• **PROBLEM DESCRIPTION**
An identical copy of all records below is to be written out.

• **TASK MATERIAL**
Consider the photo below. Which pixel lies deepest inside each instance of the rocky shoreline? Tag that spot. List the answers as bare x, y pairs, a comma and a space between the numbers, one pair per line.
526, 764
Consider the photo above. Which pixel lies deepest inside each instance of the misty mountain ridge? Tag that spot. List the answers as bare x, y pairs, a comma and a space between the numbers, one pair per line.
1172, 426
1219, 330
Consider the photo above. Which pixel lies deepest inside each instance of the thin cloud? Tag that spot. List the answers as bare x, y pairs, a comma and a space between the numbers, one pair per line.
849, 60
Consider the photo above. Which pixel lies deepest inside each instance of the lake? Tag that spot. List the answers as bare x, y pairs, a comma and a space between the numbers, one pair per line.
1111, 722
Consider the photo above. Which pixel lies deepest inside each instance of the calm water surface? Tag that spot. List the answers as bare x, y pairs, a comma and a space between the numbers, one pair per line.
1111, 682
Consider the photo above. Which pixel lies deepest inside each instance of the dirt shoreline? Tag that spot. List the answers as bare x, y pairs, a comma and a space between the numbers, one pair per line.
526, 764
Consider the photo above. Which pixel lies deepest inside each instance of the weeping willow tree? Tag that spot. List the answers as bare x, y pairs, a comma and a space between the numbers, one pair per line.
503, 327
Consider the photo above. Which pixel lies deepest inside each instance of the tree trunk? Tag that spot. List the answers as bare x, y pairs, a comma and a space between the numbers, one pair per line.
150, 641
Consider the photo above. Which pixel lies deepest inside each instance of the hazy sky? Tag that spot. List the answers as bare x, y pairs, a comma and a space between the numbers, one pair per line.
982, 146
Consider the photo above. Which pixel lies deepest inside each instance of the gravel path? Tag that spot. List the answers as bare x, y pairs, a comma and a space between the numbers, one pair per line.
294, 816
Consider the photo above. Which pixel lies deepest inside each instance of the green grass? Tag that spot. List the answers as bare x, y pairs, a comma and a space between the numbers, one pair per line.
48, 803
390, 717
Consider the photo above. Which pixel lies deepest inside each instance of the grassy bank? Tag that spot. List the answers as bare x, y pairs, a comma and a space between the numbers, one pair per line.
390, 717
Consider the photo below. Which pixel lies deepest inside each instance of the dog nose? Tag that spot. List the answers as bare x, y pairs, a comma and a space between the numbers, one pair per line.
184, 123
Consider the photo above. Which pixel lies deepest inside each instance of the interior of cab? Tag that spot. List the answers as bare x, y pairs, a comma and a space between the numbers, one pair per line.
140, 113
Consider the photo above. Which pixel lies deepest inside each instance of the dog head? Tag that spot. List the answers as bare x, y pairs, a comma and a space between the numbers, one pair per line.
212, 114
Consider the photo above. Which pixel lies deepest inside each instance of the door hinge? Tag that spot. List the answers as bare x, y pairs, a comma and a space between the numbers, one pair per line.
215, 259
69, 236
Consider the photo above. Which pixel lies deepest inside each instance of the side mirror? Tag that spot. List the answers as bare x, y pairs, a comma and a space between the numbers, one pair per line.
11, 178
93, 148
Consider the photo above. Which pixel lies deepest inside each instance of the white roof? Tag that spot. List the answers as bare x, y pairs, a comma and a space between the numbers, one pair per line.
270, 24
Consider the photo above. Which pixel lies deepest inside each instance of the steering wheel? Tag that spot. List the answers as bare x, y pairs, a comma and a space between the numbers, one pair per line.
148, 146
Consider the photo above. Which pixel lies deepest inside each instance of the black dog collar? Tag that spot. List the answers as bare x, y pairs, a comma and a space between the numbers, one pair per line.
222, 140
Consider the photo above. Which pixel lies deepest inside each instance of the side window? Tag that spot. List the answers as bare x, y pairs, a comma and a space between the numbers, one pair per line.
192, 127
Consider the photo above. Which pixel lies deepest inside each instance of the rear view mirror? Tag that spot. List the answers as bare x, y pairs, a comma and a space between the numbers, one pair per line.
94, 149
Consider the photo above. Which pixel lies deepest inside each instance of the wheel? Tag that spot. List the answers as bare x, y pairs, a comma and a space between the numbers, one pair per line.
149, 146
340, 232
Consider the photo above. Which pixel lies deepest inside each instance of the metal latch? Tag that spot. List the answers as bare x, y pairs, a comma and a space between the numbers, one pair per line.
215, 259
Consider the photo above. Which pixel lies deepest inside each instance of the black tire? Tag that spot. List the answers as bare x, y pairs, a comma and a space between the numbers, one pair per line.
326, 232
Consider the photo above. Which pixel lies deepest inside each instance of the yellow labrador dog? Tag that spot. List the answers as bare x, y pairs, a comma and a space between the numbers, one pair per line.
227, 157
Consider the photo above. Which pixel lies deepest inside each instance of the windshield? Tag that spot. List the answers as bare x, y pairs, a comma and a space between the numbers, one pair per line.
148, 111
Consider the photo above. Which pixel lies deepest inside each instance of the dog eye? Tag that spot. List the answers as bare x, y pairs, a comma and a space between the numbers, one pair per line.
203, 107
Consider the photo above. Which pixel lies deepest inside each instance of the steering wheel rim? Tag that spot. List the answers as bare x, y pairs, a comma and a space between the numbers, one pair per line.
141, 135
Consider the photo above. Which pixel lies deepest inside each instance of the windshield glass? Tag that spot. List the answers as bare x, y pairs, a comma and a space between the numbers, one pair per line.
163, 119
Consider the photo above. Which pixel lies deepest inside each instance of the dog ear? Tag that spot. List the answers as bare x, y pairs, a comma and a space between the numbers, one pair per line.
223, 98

• **ANSWER**
Consider the photo below. Which pixel lies deepest inside each instance of the rocky shoreline? Tag that spot. List the answers as bare x, y pairs, a comma and a space between the numbers, one pair per line.
526, 764
Consider the photo above. Which pixel lies deepest inside each instance of the misty mountain ridge? Tag that spot. List the answers as bare x, y pairs, a comma and a space between the numbers, one pair per line.
1172, 426
1219, 330
Consider the photo above. Which pixel lies deepest inside each instance of the thin cloud? Tag that spot. List the answers as bare x, y pairs, a comma and a space between the numbers, one pair per line.
849, 60
Consider the photo above. Which pixel lies deepest inside each instance of the lake? Tag that spot. List the answers as bare x, y pairs, a comma and a space between the numbers, one pair per line.
1111, 722
Consider the photo above. Which pixel lies deepest inside each instance of the calm water surface? Tag that spot. List the answers as bare x, y pairs, a comma and a space between the numbers, one pair per line.
1111, 682
Consider the photo above. Which pixel lies deepest inside each instance of the dirt shoreline? Tag that spot. List the answers as bare x, y pairs, a comma and a space between the numbers, one pair per line.
526, 764
Consider the photo above. Which pixel lies deepest inside each instance of the weeping willow tree? Tag that spot. List the answers as bare x, y pairs, a comma and a space between the numbers, one pair per line.
503, 327
Consider the photo above. Which pixel lies deepest inside each instance of the tree trunk? Tag that spot. List the answers as bare x, y pairs, a comma and a space between the numbers, one pair per line.
150, 641
Consider the photo above. Which pixel lies deepest inside each instance of the hazy sky? Tag that spot. List the answers as bare x, y pairs, a comma and a space between the numbers, one pair per line.
982, 146
Consider the photo above. Which pixel lies deepest inside each instance of the gravel path? Tag that spot. List the answers as bare x, y pairs, a comma and a space between the numbers, one pair per line.
294, 816
Consider the photo above. Which pixel lies deepest inside each instance of the green grass? Tag that spot. List the answers as bare x, y pairs, a comma and a space between the numbers, one pair per line.
48, 803
390, 717
Consider the photo above. Which pixel lies deepest inside each instance of the grassy bank? Tag that spot. List the answers as bare x, y pairs, a comma and a space between the numbers, one pair per line.
390, 717
Consider the photo below. Which pixel lies deepest inside each instance of the dog nose? Tag that spot. List the answers as bare x, y pairs, a comma and a space between the numbers, one pair per line.
184, 123
Consider the photo above. Which pixel lies deepest inside each instance of the interior of cab? Tag that spot. List the answers as bare x, y pairs, a comma and a space between the numbers, one pair per line.
140, 113
Consider the photo above. Which pixel lies deepest inside each instance of the dog head? Tag that spot. List the answers as bare x, y pairs, a comma and a space between the numbers, one pair per line.
212, 114
Consider the photo above. Which pixel lies deepest inside each instance of the door hinge? Tag that spot. List the answers as bare x, y pairs, a comma and a space between the numbers, one pair per line.
215, 259
69, 236
Consider the photo above. Which pixel lies deepest inside each instance of the side mirror? Tag that spot. List the answers as bare x, y pairs, a comma and a space between the numbers, one pair per line.
11, 178
93, 148
Consider the photo above. Which pixel lies deepest inside each instance of the white roof? Tag that spot. List the answers as bare x, y pairs, a comma and a space between the numbers, one pair per line.
270, 24
Consider the photo above. Which pixel lies deepest inside each instance of the steering wheel? Tag that spot. List the answers as bare x, y pairs, a comma and a space between the numbers, one pair per line.
148, 146
Consider the photo above. Which pixel lies deepest inside each instance of the black dog collar? Tag that spot. List the answers as bare x, y pairs, a comma and a space between the numbers, one pair per line.
222, 140
Consider the photo above. Which pixel lies deepest inside each instance of the side window? Tag that spot. List the answers as bare x, y pairs, a comma and a space between the numbers, one pair per line.
192, 127
Consider the photo above. Which pixel lies deepest inside each instance of the rear view mirror? Tag that spot. List the answers as bare x, y pairs, a comma and a space between the numbers, one pair per line.
94, 149
Consider the photo above. Which pixel lies deepest inside each instance of the wheel? Tag that spot. List the answers as bare x, y pairs, a comma and a space between the numbers, one pair per line.
149, 146
340, 232
Consider the photo above. Which pixel lies deepest inside each instance of the metal latch? Tag that spot. List the answers as bare x, y pairs, a comma and a space between the numbers, one pair per line.
215, 259
Consider the photo above. Which pixel lies deepest inside each instance of the black tire? Tag that spot. List the answers as bare x, y pairs, a comma and a space between the numbers, one pair per line.
326, 232
Consider the photo above. Which pixel lies deepest inside each instance of the yellow labrador dog? Tag that spot. List the answers as bare x, y pairs, a comma and a space between the numbers, one pair per line.
227, 157
Consider the photo above. Which pixel lies deepest inside each instance of the windshield? Tag that spot. List the answers as bare x, y pairs, a comma and a space between the numbers, one pair per line.
148, 111
Consider the photo above. Which pixel lies deepest inside each instance of the dog eye? Tag that spot. List the answers as bare x, y pairs, a comma and a space between the numbers, one pair per line.
203, 107
Consider the photo above. Which pixel lies deepest inside each instance of the steering wheel rim? Tag that spot. List the answers as bare x, y pairs, a comma and a space between the numbers, one pair per line.
141, 135
Consider the photo above. Which pixel lies deepest inside each instance of the windshield glass? Tag that spot. List the answers as bare x, y pairs, a comma and a space between the numbers, one pair per line.
163, 119
Consider the photo above. Which pixel lies deepest inside each instance of the dog ear? Tag that spot. List the answers as bare x, y pairs, a comma and a space between the numbers, one pair per line.
223, 98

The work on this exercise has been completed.